[Data listing]
# # # # # # #

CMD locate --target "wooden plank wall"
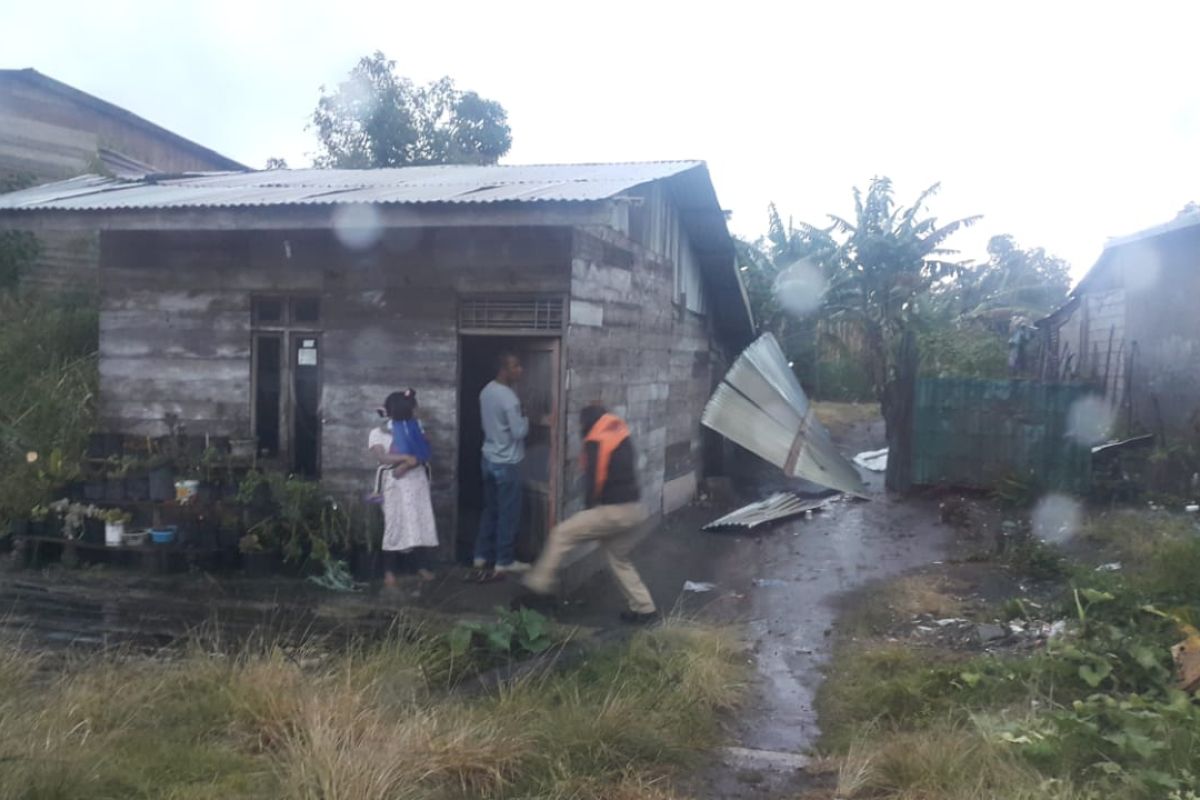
[0,78,241,293]
[564,228,726,522]
[100,228,571,542]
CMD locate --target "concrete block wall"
[563,229,724,515]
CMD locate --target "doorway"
[455,336,562,561]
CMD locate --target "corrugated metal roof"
[0,161,703,211]
[700,333,866,497]
[0,68,246,169]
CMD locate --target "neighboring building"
[0,70,245,289]
[0,161,754,563]
[1038,212,1200,438]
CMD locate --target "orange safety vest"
[580,414,629,498]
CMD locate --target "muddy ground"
[0,407,952,799]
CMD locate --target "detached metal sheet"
[701,333,866,497]
[0,161,703,211]
[701,492,841,530]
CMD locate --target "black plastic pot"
[149,467,175,503]
[79,519,104,545]
[104,477,125,503]
[241,553,283,578]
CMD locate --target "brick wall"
[564,229,724,522]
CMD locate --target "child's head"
[383,389,416,422]
[580,403,608,435]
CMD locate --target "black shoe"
[509,591,558,613]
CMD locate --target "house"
[1038,211,1200,438]
[0,70,245,289]
[0,161,752,563]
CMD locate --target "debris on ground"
[701,333,866,497]
[1171,630,1200,692]
[854,447,888,473]
[976,622,1009,644]
[896,614,1067,651]
[701,492,841,530]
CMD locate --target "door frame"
[250,327,325,477]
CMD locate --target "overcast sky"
[0,0,1200,277]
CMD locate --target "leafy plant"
[100,509,133,525]
[446,607,553,656]
[238,470,350,564]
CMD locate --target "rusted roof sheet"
[701,492,841,530]
[0,161,704,211]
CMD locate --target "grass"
[818,512,1200,800]
[0,622,744,800]
[0,291,98,525]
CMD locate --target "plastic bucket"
[175,481,200,504]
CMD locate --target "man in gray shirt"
[475,351,529,575]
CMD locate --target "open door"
[455,336,563,561]
[512,339,562,561]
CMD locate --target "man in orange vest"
[524,405,658,622]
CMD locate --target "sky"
[0,0,1200,278]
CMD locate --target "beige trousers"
[524,503,654,614]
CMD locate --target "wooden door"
[514,339,563,560]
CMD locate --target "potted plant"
[238,531,280,578]
[121,456,150,503]
[29,504,52,536]
[146,453,175,503]
[49,498,103,541]
[101,509,133,547]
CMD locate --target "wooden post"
[883,332,918,492]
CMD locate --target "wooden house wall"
[0,78,241,293]
[100,228,571,541]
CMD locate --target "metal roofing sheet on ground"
[702,492,841,530]
[0,161,703,211]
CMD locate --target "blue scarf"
[391,420,432,464]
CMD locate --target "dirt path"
[569,410,949,800]
[0,407,950,800]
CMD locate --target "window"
[292,297,320,325]
[250,297,283,325]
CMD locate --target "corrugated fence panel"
[912,378,1092,493]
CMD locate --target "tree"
[799,178,979,488]
[936,234,1070,333]
[311,52,512,169]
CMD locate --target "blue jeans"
[475,458,521,566]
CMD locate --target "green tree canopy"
[311,52,512,169]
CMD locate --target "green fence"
[912,378,1092,494]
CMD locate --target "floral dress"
[367,423,438,551]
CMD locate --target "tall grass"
[0,293,98,522]
[0,624,744,800]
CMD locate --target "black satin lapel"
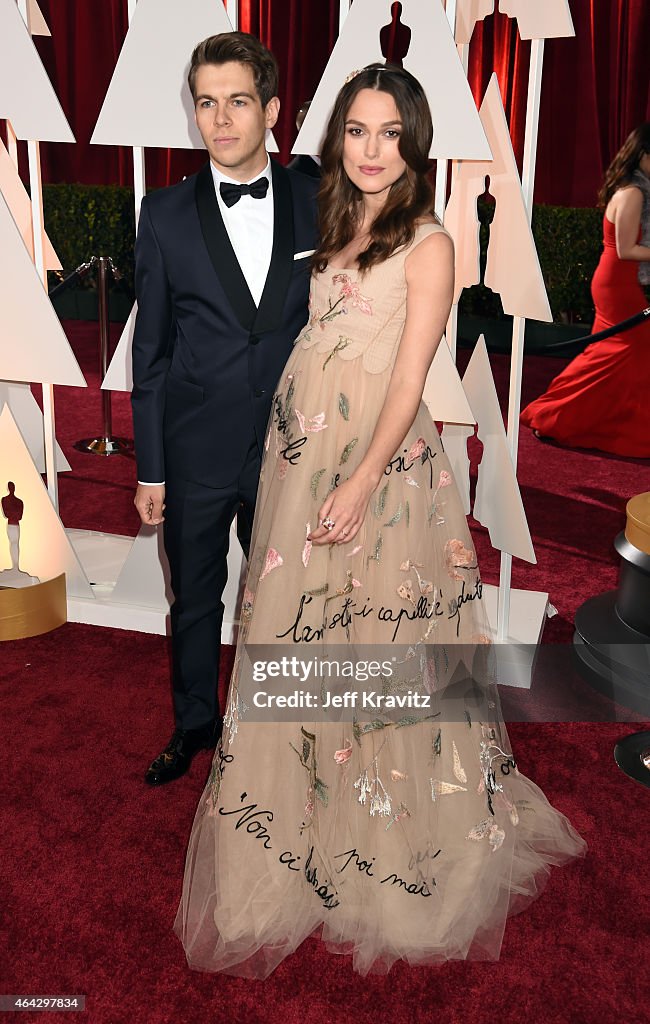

# # # # # # #

Challenge ->
Transcribe the records from their beginning through the line containing "[455,336,562,561]", with both ends included. Leave the pictures out of your answer.

Final result ->
CMD locate --target "wooden plank wall"
[0,78,241,293]
[564,228,726,522]
[100,228,571,542]
CMD locate --target "concrete block wall"
[563,229,724,515]
CMD locate --target "doorway"
[455,336,562,561]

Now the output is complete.